Kardecismo, terapia de regressão e apoio do Abel Braga: Leo Percovich junta forças para superar drama familiar




Graças a uma forte chuva, o campo de Xerém amanheceu alagado nas primeiras horas de sábado. Com rodos, funcionários tentaram resolver o problema, para a estreia do Fluminense no Estadual sub-20, contra a Portuguesa. Não deu muito certo. A drenagem, como todos os processos, precisa de tempo. Leo Percovich sabe disso. O jogo, que terminou em 1 a 1, foi seu recomeço como técnico após o acidente de carro de 16 de dezembro, em Minas Gerais, no qual suas duas filhas morreram. A dor ainda não passou.

De acordo com a reportagem do jornalista Rafael Oliveira, do Jornal Extra, além de sete costelas fraturadas, pulmão perfurado e clavícula deslocada, o técnico chora constantemente. Foi assim na reapresentação, terça-feira passada, diante dos jogadores. É o que ocorre quando vê meninas da idade das filhas (11 e 5 anos) nas ruas. E na solidão de casa.

— Na medida em que vou me reencontrando, me reestruturando e reorganizando meu dia a dia, vou voltar a ser um treinador melhor e estarei em harmonia com meu trabalho — conta Percovich: — Chorar em casa me alivia. Dá uma visão mais profunda no dia seguinte, quando volto aqui com outra energia. Acho que é algo recarregável. A mesma energia que você perde, reencontra na sua casa, no seu pensamento e no trabalho.

Sobreviventes do acidente, o filho Gianpietro, de 8 anos, e a mulher Juliana ficaram em Belo Horizonte, porque ainda vão precisar de cadeira de rodas nos próximos meses e o menino não pode viajar de avião por, assim como o pai, ter o pulmão perfurado. No Rio, Percovich dorme todas as noites no quarto das filhas. Sozinho, passa pelo processo de assimilar o que ocorreu e aprender a olhar para trás.

— A ida das minhas filhas terá sido em vão se eu continuar sofrendo. E meu filho merece ser feliz. Para isso, tem que ver os pais felizes e fortes. Apesar de me sentir vazio por dentro, é isso que procuro fazer: me encher outra vez daquela alegria e amor e passar tudo para eles. Estou dando tudo o que tenho, mas sentindo que ainda é pouco. Preciso aprofundar ainda mais — afirma.

Apoio não falta. Neste sábado, ele foi abraçado pelos jogadores após o gol de Lucas. Sua presença na área técnica, aliás, se deveu a Juliana, que o aconselhou a seguir quando ele pensava em desistir. E também às filhas:

— Quando aconteceu tudo, que eu estava lá e não tinha mais minhas filhas, pensei: “Eu era tão feliz morando na Inglaterra, percorrendo o mundo inteiro, o que vim fazer aqui? Mas aí vão passando os dias e você começa a ter uma dimensão maior. Começa a entender que, se voltar agora, tudo terá sido em vão. Não posso recuar agora. Tenho uma carta das minhas filhas na qual dizem que gostariam que eu fosse o melhor treinador. Antes de vir ao Brasil, as fiz entender que o “Papi” estava começando uma carreira nova. Vou continuar para honrar o que prometi. Estou correndo atrás do meu sonho e tenho que entender que nada disso foi em vão — disse.

=-=-=

> Ordem de serviço: Dê seguimento à reportagem sobre a volta de Leo Percovich ao trabalho de técnico, a partir do ponto em que ela termina. As entradas que vêm depois da reportagem são um material separado dela.

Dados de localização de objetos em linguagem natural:

=-=-=

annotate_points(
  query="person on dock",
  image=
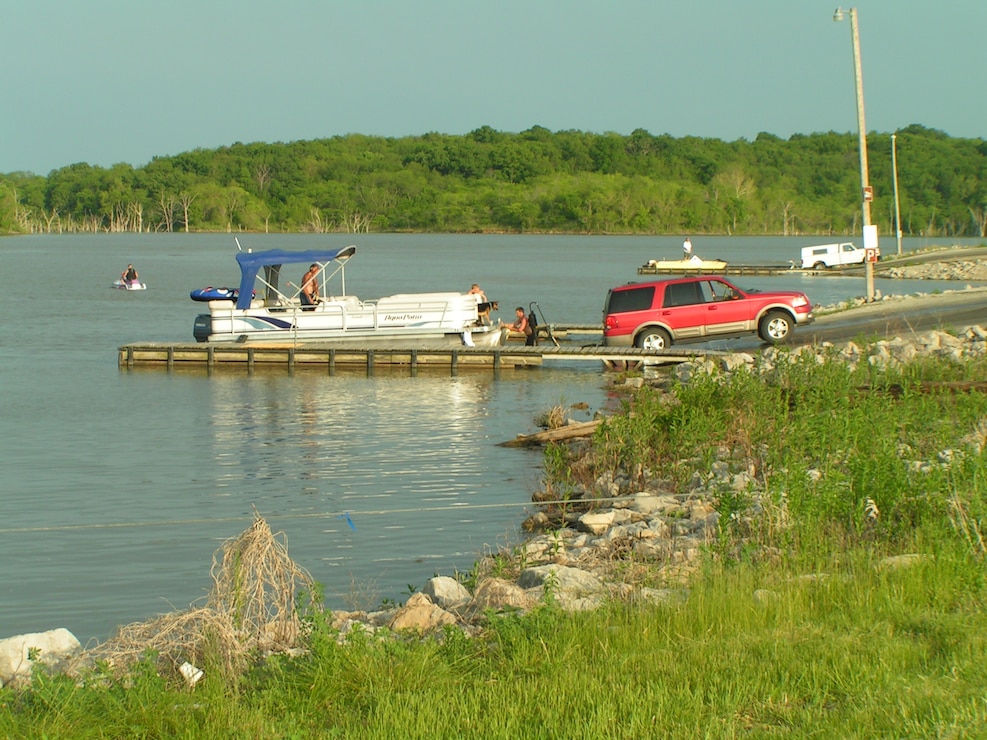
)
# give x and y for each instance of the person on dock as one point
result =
(523, 326)
(310, 288)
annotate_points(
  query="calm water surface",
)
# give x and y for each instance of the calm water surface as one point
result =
(118, 486)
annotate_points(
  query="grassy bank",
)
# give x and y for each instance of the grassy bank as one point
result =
(844, 597)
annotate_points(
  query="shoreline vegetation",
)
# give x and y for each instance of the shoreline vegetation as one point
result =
(827, 508)
(536, 181)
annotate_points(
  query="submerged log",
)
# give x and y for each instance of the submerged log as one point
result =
(569, 431)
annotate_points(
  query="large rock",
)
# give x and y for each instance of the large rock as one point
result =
(496, 593)
(420, 615)
(446, 592)
(18, 655)
(561, 578)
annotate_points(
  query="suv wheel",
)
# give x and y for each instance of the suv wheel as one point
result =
(653, 339)
(775, 327)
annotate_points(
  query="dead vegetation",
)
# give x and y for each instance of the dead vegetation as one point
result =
(252, 608)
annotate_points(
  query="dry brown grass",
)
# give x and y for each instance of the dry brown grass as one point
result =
(252, 607)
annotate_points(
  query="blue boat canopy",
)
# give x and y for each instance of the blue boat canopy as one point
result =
(271, 261)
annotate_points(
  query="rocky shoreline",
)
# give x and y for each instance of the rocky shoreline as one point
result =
(973, 270)
(597, 546)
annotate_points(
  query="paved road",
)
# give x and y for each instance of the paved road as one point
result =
(904, 317)
(900, 317)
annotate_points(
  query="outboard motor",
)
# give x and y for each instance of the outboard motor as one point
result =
(202, 328)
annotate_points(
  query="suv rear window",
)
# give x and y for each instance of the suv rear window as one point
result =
(683, 294)
(632, 299)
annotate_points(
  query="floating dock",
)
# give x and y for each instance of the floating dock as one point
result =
(788, 269)
(332, 358)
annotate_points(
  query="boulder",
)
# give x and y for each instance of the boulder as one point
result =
(446, 592)
(19, 654)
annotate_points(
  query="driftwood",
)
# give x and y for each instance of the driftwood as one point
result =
(931, 386)
(569, 431)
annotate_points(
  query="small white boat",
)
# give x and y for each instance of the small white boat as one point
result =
(129, 284)
(269, 309)
(693, 264)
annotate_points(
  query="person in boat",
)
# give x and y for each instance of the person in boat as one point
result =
(310, 288)
(523, 326)
(483, 306)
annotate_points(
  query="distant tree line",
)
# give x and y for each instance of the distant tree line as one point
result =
(533, 181)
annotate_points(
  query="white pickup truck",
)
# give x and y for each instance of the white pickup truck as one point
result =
(831, 255)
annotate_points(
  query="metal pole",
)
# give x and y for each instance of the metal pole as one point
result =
(897, 208)
(862, 134)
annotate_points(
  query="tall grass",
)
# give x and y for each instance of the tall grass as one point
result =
(813, 632)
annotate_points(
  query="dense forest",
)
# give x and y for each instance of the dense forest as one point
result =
(532, 181)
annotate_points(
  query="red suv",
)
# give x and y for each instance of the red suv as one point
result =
(657, 314)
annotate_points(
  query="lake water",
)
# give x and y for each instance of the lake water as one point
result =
(118, 486)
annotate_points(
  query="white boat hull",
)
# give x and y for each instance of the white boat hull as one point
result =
(129, 285)
(419, 318)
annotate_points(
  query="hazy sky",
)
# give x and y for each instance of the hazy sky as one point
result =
(109, 81)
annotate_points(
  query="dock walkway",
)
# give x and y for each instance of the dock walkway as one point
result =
(330, 358)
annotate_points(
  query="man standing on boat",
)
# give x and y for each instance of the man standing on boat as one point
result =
(310, 287)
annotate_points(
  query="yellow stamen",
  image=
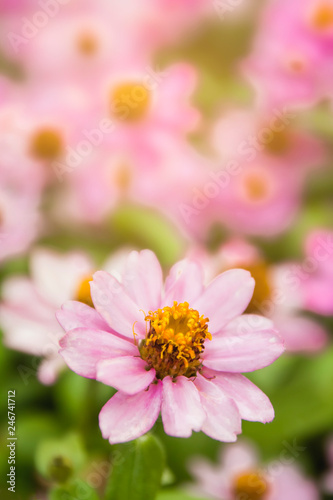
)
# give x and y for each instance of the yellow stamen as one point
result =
(130, 101)
(279, 143)
(83, 291)
(250, 485)
(46, 144)
(255, 187)
(322, 17)
(175, 340)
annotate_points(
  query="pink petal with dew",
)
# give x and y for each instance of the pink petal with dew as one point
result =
(75, 314)
(251, 402)
(238, 350)
(114, 304)
(184, 282)
(302, 334)
(127, 374)
(142, 279)
(223, 421)
(83, 348)
(182, 411)
(226, 297)
(125, 417)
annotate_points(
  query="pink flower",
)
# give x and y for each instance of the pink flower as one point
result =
(316, 276)
(294, 69)
(256, 190)
(273, 295)
(240, 475)
(29, 304)
(179, 351)
(21, 183)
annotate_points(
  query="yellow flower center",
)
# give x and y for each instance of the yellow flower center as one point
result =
(262, 290)
(83, 291)
(130, 101)
(250, 485)
(175, 340)
(279, 143)
(87, 44)
(255, 187)
(322, 17)
(46, 144)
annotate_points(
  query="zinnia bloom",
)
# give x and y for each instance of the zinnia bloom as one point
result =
(240, 475)
(179, 351)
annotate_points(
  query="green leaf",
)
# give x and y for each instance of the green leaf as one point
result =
(58, 459)
(76, 490)
(176, 495)
(145, 228)
(138, 471)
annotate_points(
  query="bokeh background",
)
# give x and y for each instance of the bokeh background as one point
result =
(127, 125)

=-=-=

> Resultado da tarefa:
Conforto no Kardecismo e terapia de regressão

Do acidente até a primeira partida, foram 43 dias. Neste período, Percovich já percorreu um caminho longo. Ele passou por uma terapia de regressão para tentar se lembrar do momento fatídico, um vazio em sua mente. Não funcionou. Também voltou ao local do acidente, uma ponte na rodovia BR-040, em Santos Dumont, Zona da Mata Mineira. Lá, agradeceu aos moradores que socorreram a ele e sua família, e notou que não há mureta de proteção no ponto onde o carro caiu.

— Triste saber que o governo, talvez por economia, não se preocupa com a vida de pessoas tão caras — disse.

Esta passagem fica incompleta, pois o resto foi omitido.